*INSTRUÇÕES DA TAREFA*.
Dê continuidade ao texto sobre o voto feminino e a presença das mulheres na política brasileira, começando logo após a última frase apresentada.

(Agência Patrícia Galvão, 28/04/2014) O ano de 2014 marca o aniversário dos 82 anos do direito de voto feminino no Brasil. Desde a conquista de 1932, as mulheres brasileiras obtiveram diversas vitórias: tornaram-se maioria da população e do eleitorado; conquistaram maior esperança de vida e menores taxas de mortalidade; adquiriram níveis crescentes de educação, ultrapassando os homens em todos os níveis de ensino; elevaram as taxas de participação no mercado de trabalho, reduzindo os diferenciais de gênero nos rendimentos totais; são maioria dos beneficiários da previdência e do Programa Bolsa Família; trouxeram duas das três medalhas de ouro nas duas últimas olimpíadas (Pequim e Londres) e conquistaram diversas vitórias na legislação nacional.
Porém, na política parlamentar as mulheres brasileiras estão praticamente estagnadas e perdendo posição em relação ao resto do mundo. A luta contra a exclusão feminina da política tem crescido desde o fim da Segunda Guerra Mundial. Entre 1945 e 1995 a participação feminina cresceu mas se manteve baixa no Brasil e no mundo. Em 1995, houve a 4ª Conferência Mundial de Mulheres, em Beijing, que propôs a adoção de políticas de cotas para aumentar o empoderamento feminino. Neste ano, a participação feminina na Câmara de Deputados estava em torno de 12% no mundo e 6% no Brasil.

*DADOS FORNECIDOS*.
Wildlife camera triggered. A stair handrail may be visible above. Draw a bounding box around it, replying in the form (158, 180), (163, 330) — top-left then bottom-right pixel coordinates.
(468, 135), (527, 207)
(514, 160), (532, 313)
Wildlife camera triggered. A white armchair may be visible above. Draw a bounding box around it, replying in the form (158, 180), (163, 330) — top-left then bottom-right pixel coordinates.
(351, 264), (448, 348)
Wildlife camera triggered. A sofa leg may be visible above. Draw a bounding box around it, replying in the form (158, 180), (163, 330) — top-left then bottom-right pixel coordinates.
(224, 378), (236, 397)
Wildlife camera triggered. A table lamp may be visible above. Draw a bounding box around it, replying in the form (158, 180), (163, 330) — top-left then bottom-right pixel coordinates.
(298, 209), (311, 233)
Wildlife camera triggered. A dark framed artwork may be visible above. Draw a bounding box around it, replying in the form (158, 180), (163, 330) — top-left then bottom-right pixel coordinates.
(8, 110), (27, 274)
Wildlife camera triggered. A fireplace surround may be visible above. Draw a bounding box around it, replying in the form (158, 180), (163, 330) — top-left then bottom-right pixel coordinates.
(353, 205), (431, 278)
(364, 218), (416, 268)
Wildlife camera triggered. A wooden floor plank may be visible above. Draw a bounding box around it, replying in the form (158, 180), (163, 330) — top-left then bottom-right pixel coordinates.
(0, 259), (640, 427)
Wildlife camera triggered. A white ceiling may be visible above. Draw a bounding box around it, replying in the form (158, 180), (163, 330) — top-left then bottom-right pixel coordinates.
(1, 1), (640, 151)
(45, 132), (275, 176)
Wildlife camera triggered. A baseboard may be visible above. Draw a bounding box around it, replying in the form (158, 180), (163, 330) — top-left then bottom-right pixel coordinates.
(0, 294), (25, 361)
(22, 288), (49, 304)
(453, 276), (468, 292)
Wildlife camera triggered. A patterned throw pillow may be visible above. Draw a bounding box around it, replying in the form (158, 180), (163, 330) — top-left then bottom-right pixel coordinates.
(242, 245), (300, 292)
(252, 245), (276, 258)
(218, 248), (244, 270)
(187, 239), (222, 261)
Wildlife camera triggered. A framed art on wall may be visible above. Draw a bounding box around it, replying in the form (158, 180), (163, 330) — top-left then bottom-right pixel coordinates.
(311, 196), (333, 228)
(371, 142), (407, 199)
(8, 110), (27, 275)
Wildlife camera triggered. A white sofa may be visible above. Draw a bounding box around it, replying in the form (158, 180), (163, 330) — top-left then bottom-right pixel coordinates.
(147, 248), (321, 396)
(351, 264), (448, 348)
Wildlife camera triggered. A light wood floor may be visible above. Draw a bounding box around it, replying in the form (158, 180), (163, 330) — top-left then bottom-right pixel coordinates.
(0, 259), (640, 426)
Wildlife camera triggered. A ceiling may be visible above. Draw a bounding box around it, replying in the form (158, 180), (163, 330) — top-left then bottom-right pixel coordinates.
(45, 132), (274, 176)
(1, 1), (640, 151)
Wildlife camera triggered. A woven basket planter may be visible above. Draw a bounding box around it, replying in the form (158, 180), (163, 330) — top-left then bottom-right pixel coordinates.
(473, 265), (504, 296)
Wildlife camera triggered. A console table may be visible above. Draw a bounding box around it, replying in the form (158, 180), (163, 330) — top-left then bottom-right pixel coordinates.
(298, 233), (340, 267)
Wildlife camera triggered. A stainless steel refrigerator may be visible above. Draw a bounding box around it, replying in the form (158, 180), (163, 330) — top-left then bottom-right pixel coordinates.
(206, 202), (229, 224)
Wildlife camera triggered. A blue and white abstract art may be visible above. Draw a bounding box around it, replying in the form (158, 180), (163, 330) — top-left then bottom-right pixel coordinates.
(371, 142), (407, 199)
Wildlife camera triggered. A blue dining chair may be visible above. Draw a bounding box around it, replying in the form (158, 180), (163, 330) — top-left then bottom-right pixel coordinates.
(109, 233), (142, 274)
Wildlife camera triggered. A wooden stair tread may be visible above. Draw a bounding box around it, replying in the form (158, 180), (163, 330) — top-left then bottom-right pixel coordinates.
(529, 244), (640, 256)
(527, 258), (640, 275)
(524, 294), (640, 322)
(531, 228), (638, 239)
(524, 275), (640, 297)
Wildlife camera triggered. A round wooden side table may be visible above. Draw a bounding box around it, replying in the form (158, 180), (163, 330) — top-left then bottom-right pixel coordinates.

*RESULTADO DO EXERCÍCIO*.
Nos dezenove anos depois da Conferência de Beijing, os avanços das mulheres nos parlamentos do mundo foram maiores do que nos cinquenta anos anteriores. Segundo a Inter-Parliamentary Union (IPU), as mulheres mundiais ultrapassaram 22% de participação na Câmara dos Deputados ou em Parlamentos Unicamerais (Lower ou Single House). Todavia, a participação feminina no Brasil permeceu abaixo de 10% e a diferença entre as taxas brasileiras e mundiais nunca foi tão alta (13,5%), como em 2014. Isto quer dizer que as mulheres brasileiras estão perdendo posição relativa em relação às demais mulheres dos diversos países do mundo.
No ranking da IPU, os países que possuem a mesma taxa de participação feminina aparecem empatados com o memso número de classificação. Desta forma o Brasil estava em 71º lugar em 01 de janeiro de 1997 e em 125º lugar em 01 de fevereiro de 2014. Contudo, no ranking global (considerando quantos países estavam na frente) o Brasil aparecia em 103º lugar em janeiro de 1997 e em 158º lugar em fevereiro de 2014. Portanto, o Brasil perdeu participação relativa e as mulheres brasileiras possuem uma das taxas de participação no Parlamento mais baixas do mundo.
Em 1997, em termos de equidade de gênero na política parlamentar, o Brasil perdia para todas as regiões, menos para os países Árabes. Mas em 2014, perde inclusive para os países árabes que passaram de 3,3% em 01/01/1997 para 17,8% em 01/02/2014, enquanto o Brasil passou de apenas 6,6% em 01/01/1997 para 8,6% em 01/02/2014. Ruanda é o único país com maioria feminina (atualmente com 63,8%) e Andorra possui paridade com 50% de deputados para cada sexo.
Como explicar esta situação em que as mulheres brasileiras avançam na maioria das áreas de atividades na sociedade, mas ficam para trás na política parlamentar?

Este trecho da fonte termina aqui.